▶ **The input**:
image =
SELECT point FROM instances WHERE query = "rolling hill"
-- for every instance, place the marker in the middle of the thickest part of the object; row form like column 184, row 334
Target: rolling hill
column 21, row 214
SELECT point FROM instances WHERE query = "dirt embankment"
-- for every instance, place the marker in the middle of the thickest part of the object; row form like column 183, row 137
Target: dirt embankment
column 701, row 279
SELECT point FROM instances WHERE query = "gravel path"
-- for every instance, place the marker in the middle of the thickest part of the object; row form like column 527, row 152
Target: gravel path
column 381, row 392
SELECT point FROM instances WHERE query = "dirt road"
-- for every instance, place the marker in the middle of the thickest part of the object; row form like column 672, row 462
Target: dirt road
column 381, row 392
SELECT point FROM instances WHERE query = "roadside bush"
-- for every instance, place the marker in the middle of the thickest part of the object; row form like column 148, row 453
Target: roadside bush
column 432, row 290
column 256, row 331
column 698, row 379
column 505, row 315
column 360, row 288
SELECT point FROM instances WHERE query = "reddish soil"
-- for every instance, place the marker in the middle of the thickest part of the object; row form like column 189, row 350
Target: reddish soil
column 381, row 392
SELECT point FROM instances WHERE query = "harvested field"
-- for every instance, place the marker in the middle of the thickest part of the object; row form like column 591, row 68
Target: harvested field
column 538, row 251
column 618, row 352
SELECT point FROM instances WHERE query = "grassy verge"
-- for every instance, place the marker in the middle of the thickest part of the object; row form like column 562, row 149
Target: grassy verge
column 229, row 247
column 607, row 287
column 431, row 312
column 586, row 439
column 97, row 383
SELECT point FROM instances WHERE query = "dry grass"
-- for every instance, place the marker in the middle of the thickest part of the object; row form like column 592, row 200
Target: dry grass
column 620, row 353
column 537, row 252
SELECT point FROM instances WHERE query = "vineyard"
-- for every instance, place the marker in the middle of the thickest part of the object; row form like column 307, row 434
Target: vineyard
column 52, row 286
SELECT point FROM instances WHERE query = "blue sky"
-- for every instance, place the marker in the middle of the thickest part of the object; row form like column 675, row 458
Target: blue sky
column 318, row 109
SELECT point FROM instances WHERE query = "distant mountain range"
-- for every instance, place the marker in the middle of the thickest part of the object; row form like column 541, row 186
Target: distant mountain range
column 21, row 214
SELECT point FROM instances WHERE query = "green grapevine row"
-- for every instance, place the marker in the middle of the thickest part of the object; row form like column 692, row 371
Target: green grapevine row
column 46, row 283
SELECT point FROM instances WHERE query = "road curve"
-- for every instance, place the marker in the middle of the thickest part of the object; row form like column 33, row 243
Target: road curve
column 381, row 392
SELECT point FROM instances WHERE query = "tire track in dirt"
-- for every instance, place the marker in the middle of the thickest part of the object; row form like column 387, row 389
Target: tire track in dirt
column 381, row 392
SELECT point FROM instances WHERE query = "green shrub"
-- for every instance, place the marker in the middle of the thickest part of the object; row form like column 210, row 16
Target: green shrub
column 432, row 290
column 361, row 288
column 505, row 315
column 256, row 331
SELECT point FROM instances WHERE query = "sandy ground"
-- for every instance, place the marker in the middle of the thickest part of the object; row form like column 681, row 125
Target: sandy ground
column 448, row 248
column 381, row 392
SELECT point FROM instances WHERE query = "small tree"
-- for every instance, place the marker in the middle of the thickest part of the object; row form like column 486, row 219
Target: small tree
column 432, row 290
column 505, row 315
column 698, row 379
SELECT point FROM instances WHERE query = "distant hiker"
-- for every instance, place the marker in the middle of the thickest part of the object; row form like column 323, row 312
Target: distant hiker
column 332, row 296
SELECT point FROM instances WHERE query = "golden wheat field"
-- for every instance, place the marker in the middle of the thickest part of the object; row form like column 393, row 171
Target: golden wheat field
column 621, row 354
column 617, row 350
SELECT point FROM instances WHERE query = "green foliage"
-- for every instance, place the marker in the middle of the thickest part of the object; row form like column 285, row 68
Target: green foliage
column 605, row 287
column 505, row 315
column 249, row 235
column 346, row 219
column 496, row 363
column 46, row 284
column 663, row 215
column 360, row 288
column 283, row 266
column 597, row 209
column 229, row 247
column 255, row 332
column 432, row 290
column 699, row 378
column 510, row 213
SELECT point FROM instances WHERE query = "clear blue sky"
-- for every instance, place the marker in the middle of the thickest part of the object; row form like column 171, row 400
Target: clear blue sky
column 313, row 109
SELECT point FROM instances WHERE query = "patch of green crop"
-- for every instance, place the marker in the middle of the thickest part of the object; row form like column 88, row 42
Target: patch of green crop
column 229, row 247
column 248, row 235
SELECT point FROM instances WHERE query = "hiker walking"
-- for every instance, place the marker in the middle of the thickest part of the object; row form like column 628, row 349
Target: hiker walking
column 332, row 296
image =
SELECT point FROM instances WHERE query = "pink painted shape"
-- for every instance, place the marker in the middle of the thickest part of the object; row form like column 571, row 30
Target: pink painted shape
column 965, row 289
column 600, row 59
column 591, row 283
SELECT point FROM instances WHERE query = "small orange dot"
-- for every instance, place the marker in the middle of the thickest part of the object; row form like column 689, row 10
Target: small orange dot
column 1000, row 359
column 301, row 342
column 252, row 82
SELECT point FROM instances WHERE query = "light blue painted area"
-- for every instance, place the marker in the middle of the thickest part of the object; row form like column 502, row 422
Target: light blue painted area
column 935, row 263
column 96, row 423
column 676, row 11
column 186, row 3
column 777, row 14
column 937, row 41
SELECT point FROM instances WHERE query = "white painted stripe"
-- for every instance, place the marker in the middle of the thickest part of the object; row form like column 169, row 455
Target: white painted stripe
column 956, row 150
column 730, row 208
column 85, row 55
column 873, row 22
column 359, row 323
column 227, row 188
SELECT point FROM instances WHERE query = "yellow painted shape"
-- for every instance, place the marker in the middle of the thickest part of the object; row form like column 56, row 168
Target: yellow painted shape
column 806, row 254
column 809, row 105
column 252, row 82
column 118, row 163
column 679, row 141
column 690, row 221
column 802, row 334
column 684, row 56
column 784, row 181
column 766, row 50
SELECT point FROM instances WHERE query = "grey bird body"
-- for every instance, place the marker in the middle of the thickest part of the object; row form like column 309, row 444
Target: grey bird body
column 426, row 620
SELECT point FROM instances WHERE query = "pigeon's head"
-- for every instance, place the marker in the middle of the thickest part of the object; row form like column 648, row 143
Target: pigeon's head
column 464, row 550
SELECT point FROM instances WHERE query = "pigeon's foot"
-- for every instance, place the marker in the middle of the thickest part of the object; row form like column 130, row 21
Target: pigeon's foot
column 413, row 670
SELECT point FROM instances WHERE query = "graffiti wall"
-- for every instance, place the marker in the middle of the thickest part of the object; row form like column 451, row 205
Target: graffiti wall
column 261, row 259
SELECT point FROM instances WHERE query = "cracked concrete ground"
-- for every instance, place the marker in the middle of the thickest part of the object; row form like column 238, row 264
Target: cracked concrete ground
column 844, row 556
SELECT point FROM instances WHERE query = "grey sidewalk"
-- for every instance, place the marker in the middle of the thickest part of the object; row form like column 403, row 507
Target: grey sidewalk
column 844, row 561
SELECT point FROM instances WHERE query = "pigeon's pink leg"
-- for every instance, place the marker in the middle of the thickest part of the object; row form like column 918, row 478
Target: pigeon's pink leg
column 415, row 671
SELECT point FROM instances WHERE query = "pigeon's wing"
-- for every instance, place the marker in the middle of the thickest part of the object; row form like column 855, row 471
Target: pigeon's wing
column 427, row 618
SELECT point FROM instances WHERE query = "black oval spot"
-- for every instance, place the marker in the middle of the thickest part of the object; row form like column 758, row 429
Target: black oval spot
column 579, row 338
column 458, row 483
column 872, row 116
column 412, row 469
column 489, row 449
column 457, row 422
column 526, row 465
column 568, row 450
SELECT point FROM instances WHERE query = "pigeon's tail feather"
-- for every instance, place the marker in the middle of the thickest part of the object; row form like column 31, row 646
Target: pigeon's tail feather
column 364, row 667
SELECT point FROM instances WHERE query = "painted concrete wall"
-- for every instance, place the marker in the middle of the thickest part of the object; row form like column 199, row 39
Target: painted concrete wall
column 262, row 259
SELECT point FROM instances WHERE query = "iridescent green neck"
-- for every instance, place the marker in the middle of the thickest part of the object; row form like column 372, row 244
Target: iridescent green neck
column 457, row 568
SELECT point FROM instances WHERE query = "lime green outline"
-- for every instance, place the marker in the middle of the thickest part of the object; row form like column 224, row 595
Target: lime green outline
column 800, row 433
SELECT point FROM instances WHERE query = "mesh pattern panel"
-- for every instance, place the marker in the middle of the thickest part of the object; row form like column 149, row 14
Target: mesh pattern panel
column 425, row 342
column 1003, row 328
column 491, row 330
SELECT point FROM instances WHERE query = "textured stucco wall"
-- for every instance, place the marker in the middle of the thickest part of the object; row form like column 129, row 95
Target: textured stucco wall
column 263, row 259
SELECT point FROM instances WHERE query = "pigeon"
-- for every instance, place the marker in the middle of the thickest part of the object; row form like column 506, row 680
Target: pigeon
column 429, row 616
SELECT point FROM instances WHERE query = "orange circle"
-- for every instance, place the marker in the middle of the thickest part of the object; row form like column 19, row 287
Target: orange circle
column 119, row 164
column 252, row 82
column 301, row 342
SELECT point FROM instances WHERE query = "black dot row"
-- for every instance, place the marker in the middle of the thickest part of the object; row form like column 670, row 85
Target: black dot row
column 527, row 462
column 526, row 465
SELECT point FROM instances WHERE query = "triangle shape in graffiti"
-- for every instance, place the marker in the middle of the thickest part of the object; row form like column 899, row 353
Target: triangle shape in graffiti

▶ **Exercise objective**:
Go through the data above and return each line containing the string "triangle".

▶ **Exercise result**:
SELECT point FROM instances WHERE query = "triangle shape in graffiti"
Target: triangle shape in graffiti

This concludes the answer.